■ Task objective ■
Swap "instance" for "occurrence" in the lines starting at the beginning and ending with the line that contains "M106 107L112 101L104", and give those lines back with nothing else changed.

■ Information supplied ■
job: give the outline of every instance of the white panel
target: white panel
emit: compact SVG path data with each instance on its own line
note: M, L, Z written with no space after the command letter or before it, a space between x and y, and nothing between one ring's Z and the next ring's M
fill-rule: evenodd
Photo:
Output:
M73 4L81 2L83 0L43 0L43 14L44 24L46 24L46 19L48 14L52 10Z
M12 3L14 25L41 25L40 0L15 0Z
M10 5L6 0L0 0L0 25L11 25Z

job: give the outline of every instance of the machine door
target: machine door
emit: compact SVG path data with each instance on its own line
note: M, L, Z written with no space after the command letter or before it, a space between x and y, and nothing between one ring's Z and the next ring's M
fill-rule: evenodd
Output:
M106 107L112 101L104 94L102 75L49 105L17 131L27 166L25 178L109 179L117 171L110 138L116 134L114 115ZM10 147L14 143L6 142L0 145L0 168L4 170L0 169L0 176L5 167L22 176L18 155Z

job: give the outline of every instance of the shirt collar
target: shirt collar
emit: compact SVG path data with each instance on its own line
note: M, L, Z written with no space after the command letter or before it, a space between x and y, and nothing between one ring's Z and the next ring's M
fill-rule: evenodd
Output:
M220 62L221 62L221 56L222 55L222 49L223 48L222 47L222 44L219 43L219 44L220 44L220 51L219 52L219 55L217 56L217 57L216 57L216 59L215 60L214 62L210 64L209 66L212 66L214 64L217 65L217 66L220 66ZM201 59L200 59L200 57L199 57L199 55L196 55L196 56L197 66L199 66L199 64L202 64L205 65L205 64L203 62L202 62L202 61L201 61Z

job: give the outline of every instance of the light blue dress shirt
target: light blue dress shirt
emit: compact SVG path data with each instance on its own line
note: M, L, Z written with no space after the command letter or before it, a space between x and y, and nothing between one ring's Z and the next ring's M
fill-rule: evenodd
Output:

■ Output of the task ■
job: give the outline of every occurrence of the white panel
target: white panel
emit: compact SVG path data with each occurrence on its own line
note: M, L, Z written with no space after the command letter or before it, a space between x and y, and nothing between one ring's Z and the next ring's M
fill-rule: evenodd
Photo:
Output:
M73 4L81 2L83 0L43 0L43 14L44 24L46 24L46 19L48 14L52 10Z
M12 3L14 25L41 25L40 0L15 0Z
M10 5L6 0L0 0L0 25L11 25Z

job: give the outline of every occurrence of the machine door
target: machine door
emit: compact SVG path data with each occurrence on its own line
note: M, L, Z written with no space after the command letter or before it, a space between x and y, and nothing between one ring's Z and the next ring's M
fill-rule: evenodd
Output:
M106 107L112 101L104 94L102 75L49 105L17 131L27 166L25 178L109 179L117 171L110 138L116 134L114 115ZM10 147L14 143L6 142L0 145L0 168L4 170L0 169L0 176L5 167L22 176L18 155Z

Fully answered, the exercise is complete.